## Collected data entries
- - -
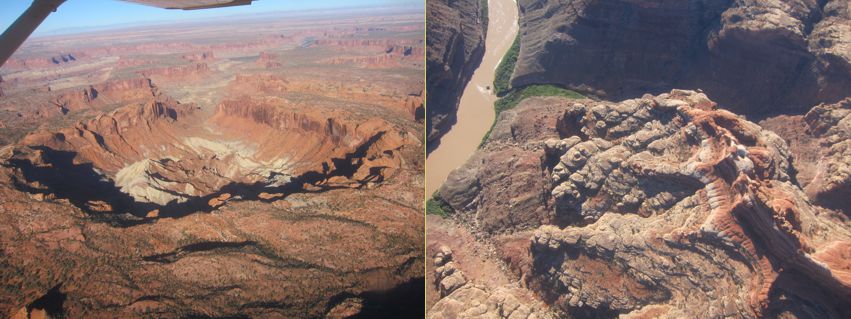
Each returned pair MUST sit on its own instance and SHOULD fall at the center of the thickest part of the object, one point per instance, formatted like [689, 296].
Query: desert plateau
[266, 166]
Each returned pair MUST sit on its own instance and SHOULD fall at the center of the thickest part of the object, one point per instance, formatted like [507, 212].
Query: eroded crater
[166, 159]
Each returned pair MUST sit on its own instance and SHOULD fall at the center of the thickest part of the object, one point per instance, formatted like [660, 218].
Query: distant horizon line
[236, 16]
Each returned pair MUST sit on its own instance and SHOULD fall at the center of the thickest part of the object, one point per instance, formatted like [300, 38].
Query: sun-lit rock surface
[658, 206]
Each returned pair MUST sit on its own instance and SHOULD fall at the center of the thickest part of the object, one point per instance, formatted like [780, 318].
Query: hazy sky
[76, 14]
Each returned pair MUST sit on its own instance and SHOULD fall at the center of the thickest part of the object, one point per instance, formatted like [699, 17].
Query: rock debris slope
[658, 206]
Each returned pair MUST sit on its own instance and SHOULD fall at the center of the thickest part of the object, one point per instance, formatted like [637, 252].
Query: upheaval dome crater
[161, 158]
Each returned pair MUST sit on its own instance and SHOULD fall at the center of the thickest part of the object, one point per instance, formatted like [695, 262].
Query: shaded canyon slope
[661, 206]
[752, 57]
[275, 170]
[261, 210]
[455, 44]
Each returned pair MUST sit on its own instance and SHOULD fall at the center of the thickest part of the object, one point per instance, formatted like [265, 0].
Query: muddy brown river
[475, 112]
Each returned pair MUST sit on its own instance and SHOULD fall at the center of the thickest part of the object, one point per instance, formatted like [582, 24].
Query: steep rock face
[659, 206]
[261, 211]
[750, 56]
[455, 45]
[831, 185]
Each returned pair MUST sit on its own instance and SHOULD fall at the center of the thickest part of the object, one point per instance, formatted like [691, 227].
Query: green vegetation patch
[438, 206]
[514, 97]
[506, 68]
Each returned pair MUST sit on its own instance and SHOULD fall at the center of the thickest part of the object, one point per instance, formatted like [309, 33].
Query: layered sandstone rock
[750, 56]
[200, 56]
[658, 206]
[831, 184]
[268, 60]
[456, 41]
[335, 230]
[180, 73]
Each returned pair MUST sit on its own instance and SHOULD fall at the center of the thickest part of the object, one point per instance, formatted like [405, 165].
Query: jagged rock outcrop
[752, 57]
[455, 45]
[831, 125]
[658, 206]
[463, 299]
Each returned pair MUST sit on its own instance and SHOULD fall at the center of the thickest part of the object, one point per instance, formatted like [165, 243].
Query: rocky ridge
[215, 210]
[658, 206]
- - -
## Exercise prompt
Would you please retype all the data exactly? Leave out whatever pictures it holds.

## Response below
Each returned pair MUST sit on its own instance and SHOULD fall at the center of the thickest part of the object, one point per instance, formatted like [689, 296].
Query: desert plateau
[266, 166]
Each returned pair MUST sit on its own instance and SHOULD fall at the center of the thickest part of the object, one point per instance, formatted like [507, 212].
Query: eroded crater
[166, 159]
Each returned pair MUST sit on its own instance and SHOULD fall at the center of the thickest part of the object, one point per instance, formatted like [660, 218].
Query: distant horizon line
[236, 16]
Each returned pair MUST sit on its own instance and SHOULD fall at the center of the thickest part of the object, one point per instance, formatted like [300, 38].
Query: sun-lit rock surface
[658, 206]
Each returned pair MUST sit on its own instance and SHOULD fall at the center of the thickest part of the object, one point per instance, formatted like [780, 318].
Query: hazy sky
[76, 14]
Each returned pair MUST sit on its own instance and SHOULD fall at the center of the thickest part of the object, one point per instance, formatted like [699, 17].
Query: rock debris slope
[658, 206]
Each returned pair MUST sit on its own instance and SHOULD fall at the center of the thickest part of the object, one point per instance, formatted like [637, 252].
Query: upheaval dome crater
[161, 158]
Each returned pair MUST sit on its own instance and SHOULD fall at the center of the thickest part of the object, one point per instance, formatted like [695, 262].
Query: shaded canyon slope
[661, 206]
[752, 57]
[275, 170]
[261, 210]
[455, 44]
Each returned pair MUST sit on its own instance and SHOULD fall at the center of the thickest part of the object, one point per instance, formatted like [265, 0].
Query: muddy brown river
[475, 112]
Each returned pair MUST sit on its own instance and SHOULD fall at the center of the thickest part of the object, one point per instance, formatted like [582, 24].
Query: steep rock face
[659, 206]
[261, 211]
[750, 56]
[455, 45]
[831, 185]
Each returned pair MUST sit on its own instance and SHOULD fall at the center of the thickest part of the object, one point per instance, formatted like [691, 227].
Query: green vegetation patch
[438, 206]
[514, 97]
[506, 68]
Each returned pair MUST sit on its own instance and SHOULD fall at the center of the thickest part of the object, one point per instance, formatted like [309, 33].
Query: layered sandstone rock
[750, 56]
[200, 56]
[658, 206]
[831, 184]
[268, 60]
[456, 41]
[335, 230]
[180, 73]
Each returned pair MUST sit on its own instance and SHOULD fall at the center of the thickest part of the object, one point per instance, formatted like [405, 165].
Query: jagged rock outcrop
[752, 57]
[455, 45]
[831, 125]
[658, 206]
[463, 299]
Each returned pair MUST sit on its own instance and SHOULD fall at the center of the thickest part of the object, one point per instance, formatted like [165, 243].
Query: rocky ridge
[215, 210]
[658, 206]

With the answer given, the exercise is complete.